> Exercise requirements:
Using the excerpt on decimation, explain why every soldier in a cohort selected for decimation could be executed, whatever his rank or distinction.

The original meaning of "decimation" is as described by the following entry in Wikipedia.

Decimation (Latin: decimatio; decem = "ten") was a form of military discipline used by officers in the Roman Army to punish mutinous or cowardly soldiers. The word decimation is derived from Latin meaning "removal of a tenth."

A cohort selected for punishment by decimation was divided into groups of ten; each group drew lots (Sortition), and the soldier on whom the lot fell was executed by his nine comrades, often by stoning or clubbing. The remaining soldiers were given rations of barley instead of wheat and forced to sleep outside of the Roman encampment.

Because the punishment fell by lot, all soldiers in the selected cohort were eligible for execution, regardless of rank or distinction.


However, the word has a modern usage in Digital Signal Processing. It describes the process where a digitized signal that has been previously oversampled -- for ease of filtering or processing -- is now "decimated", or significantly reduced in its sampling rate. The reduction factor is an integer, and often a power of 2. It is as low as 2 and in practice can be as high as 256.

> Raw records:
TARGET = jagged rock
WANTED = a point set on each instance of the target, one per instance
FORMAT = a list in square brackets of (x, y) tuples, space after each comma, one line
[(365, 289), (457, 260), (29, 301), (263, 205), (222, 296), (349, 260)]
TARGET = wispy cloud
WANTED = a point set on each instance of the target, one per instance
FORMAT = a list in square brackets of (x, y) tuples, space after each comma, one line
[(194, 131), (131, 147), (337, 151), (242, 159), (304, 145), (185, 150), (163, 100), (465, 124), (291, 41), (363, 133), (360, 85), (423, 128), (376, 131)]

--

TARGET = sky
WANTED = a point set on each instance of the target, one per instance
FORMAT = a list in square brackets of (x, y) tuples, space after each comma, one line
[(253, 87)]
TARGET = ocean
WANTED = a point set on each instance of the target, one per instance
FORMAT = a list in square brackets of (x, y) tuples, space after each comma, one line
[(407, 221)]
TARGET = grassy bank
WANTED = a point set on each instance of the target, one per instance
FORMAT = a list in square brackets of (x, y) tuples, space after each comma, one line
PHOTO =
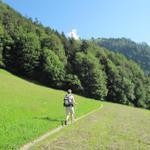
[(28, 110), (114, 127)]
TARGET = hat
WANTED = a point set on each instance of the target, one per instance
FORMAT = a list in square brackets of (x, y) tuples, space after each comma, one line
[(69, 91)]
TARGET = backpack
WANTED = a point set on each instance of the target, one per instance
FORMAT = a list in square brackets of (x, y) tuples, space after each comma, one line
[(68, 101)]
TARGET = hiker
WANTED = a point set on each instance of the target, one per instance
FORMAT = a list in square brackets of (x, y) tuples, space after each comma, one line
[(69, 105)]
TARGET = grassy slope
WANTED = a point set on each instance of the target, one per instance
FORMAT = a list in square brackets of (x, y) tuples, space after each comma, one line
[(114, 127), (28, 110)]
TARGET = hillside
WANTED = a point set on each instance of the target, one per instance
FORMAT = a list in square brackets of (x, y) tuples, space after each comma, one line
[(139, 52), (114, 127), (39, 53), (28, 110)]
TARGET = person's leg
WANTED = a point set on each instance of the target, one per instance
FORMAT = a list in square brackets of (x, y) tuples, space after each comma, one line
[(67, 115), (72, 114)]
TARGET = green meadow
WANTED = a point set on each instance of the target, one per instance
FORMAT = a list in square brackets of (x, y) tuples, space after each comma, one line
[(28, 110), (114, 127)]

---

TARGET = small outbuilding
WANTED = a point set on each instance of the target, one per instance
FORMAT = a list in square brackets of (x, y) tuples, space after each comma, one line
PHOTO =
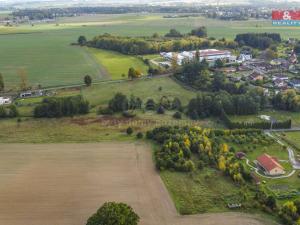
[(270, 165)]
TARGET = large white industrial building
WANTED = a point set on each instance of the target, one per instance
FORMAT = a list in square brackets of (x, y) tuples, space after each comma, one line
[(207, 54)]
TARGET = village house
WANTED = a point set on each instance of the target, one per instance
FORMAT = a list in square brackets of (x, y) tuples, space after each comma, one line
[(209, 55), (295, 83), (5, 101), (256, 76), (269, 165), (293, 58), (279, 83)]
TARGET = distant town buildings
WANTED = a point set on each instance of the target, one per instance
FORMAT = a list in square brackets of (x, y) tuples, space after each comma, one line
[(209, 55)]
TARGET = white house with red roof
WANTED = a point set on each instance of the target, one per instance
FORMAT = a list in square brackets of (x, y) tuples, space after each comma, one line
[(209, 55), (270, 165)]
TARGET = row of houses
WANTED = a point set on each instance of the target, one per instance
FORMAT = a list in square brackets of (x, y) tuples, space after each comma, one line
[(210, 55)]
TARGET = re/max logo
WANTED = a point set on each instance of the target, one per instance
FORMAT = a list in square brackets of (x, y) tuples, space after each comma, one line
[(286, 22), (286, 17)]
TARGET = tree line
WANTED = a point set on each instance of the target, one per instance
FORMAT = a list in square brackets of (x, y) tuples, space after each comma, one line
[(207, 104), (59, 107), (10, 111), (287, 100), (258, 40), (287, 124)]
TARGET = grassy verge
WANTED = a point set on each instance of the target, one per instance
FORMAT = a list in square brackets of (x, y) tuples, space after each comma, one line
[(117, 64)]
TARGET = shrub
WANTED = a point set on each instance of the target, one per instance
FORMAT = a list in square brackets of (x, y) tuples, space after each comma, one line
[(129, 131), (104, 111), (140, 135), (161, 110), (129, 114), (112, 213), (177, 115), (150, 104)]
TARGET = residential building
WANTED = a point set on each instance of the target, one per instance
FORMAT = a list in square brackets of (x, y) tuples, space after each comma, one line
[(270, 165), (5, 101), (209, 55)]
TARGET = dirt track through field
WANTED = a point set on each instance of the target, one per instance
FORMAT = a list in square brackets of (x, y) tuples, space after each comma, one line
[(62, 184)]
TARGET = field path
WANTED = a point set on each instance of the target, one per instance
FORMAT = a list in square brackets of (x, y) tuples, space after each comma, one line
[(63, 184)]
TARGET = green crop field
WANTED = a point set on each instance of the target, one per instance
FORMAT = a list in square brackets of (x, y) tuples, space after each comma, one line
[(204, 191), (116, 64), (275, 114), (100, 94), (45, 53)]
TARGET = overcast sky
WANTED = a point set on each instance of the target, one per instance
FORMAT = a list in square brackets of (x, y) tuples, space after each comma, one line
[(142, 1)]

> Solution:
The punishment fell by lot. The cohort was split into groups of ten, each group drew lots, and the soldier on whom the lot fell was executed by his nine comrades. So selection depended on the draw, not on rank or distinction.